### [Bloque de texto]
════════════════

Distinguidos académicos, algunos considerados en su momento como progresistas, en su invitación al diálogo, decían que los manifestantes eran violentos y que estaban infiltrados por el narcotráfico, el correísmo y la guerrilla urbana, cuando lo más cerca que han visto una práctica insurgente son las películas de Rambo y Locademia de Policía. Nunca comprenderán que las mafias no compran poder, lo ejercen directamente, como aquella que se enriqueció en la negociación de insumos médicos durante la pandemia o la que tenía de prestamistas a la fuerza pública. Pero, además, decían que Iza era quien debería deponer sus posiciones políticas y su intransigencia en favor de la estabilidad, y que el gobierno estaba dispuesto a llegar a determinadas concesiones “realistas” y “posibles” de los 10 puntos de la agenda de la CONAIE. Con ellos, se desplazó la culpa a los manifestantes y se logró excluir salidas democráticas como la destitución del presidente y la revocatoria del mandato, las cuales fueron tachadas de golpismo por el discurso oficial. La cobardía de Guillermo Lasso lo hizo enfermarse de COVID-19 por 3 días y negoció por debajo, una vez más, con el PSC, lo que queda su bloque en la Asamblea Nacional (con CREO), y se sumó a esta cruzada por la paz ID, una parte de PK y algunos independientes que se sienten cómodos con las canonjías del momento.

Exigían el diálogo los medios de comunicación oficiales y los “ciudadanos de bien”, los que presenciaron el decadente espectáculo de policías celebrando sobre vehículos policiales mofándose de la muerte y represión de los “indios violentos” que vinieron a destruir la capital. Esos que insultaban y hacían público su racismo y clasismo, y que decían desde el primer día “queremos trabajar”, con sus banderitas y camisetas blancas para proteger la virginidad de la castellana ciudad de San Francisco de Quito, llamaban al diálogo y se sumaban a la estrategia del gobierno de vencerles la mano a los manifestantes por hambre y sed, mientras echaban “por la adrenalina del momento” gases lacrimógenos en los predios de varias universidades donde se refugiaban gran parte de los manifestantes.

Por su parte, la iglesia que mandó a cerrar las puertas de sus templos llenos de mercaderes sin que ningún Jesús se atreva a sacarlos a patadas de allí los días domingos cuando se golpean el pecho y rezan la penitencia por los pecados veniales que confiesan, se ofreció de mediador para dirimir los conflictos civiles en un Estado supuestamente laico. Y, dijo nuestra clase política: “hágase el diálogo”. Y se hizo el último día sin la presencia del presidente y con voceros arrogantes y con más serpientes en la mesa que en la cabeza de Medusa. El diálogo continúa a pesar de que el gobierno no ha realizado rectificación alguna, a pesar de que sus propios defensores se lo suplican. Al contrario, reproduce el mismo carácter errático de su “no gobierno” y el discurso beligerante de los 18 días de paro nacional.

════════════════

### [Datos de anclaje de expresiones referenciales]

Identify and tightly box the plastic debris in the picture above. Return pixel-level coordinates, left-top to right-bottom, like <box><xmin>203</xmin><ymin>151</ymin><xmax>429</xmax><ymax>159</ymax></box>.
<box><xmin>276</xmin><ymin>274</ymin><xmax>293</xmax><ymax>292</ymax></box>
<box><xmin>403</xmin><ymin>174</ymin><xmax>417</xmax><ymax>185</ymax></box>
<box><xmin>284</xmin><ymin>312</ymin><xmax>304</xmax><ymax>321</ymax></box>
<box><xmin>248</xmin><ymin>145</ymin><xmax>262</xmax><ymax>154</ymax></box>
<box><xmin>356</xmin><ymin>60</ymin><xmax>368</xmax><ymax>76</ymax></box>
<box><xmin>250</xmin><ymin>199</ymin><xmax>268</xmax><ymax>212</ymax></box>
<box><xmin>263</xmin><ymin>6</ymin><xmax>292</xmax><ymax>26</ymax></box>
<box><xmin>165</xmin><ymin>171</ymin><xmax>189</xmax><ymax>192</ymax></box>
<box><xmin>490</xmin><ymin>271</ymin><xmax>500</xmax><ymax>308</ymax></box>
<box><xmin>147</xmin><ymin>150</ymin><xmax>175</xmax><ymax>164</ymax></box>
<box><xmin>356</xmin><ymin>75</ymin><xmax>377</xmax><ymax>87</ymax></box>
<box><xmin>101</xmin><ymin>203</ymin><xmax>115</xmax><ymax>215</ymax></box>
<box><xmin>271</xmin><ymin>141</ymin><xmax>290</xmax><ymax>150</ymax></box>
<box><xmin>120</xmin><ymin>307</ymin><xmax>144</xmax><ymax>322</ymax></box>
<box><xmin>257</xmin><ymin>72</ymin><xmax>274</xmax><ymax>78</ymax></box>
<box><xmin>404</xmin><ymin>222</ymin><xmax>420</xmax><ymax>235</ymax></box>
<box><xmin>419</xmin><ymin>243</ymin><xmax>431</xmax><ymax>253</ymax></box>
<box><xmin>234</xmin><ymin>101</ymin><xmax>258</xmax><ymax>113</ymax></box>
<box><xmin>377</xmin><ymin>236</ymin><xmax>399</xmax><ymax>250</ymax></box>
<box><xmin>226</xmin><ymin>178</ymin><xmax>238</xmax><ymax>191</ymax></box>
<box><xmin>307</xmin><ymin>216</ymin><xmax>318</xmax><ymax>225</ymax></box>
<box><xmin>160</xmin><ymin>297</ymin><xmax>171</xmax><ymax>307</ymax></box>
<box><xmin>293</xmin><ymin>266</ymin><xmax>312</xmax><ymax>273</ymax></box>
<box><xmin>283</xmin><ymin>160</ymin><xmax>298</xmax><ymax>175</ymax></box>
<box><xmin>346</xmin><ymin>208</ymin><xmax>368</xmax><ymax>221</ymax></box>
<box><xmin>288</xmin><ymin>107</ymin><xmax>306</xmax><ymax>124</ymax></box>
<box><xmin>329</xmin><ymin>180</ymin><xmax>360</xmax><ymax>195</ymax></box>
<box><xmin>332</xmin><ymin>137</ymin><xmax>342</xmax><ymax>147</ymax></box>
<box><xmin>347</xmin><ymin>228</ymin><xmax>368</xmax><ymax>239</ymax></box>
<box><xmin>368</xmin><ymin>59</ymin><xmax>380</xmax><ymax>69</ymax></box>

════════════════

Extrae sin cambios del texto sobre el paro nacional todo el fragmento que va desde "Exigían el diálogo" hasta "de los manifestantes.".

Exigían el diálogo los medios de comunicación oficiales y los “ciudadanos de bien”, los que presenciaron el decadente espectáculo de policías celebrando sobre vehículos policiales mofándose de la muerte y represión de los “indios violentos” que vinieron a destruir la capital. Esos que insultaban y hacían público su racismo y clasismo, y que decían desde el primer día “queremos trabajar”, con sus banderitas y camisetas blancas para proteger la virginidad de la castellana ciudad de San Francisco de Quito, llamaban al diálogo y se sumaban a la estrategia del gobierno de vencerles la mano a los manifestantes por hambre y sed, mientras echaban “por la adrenalina del momento” gases lacrimógenos en los predios de varias universidades donde se refugiaban gran parte de los manifestantes.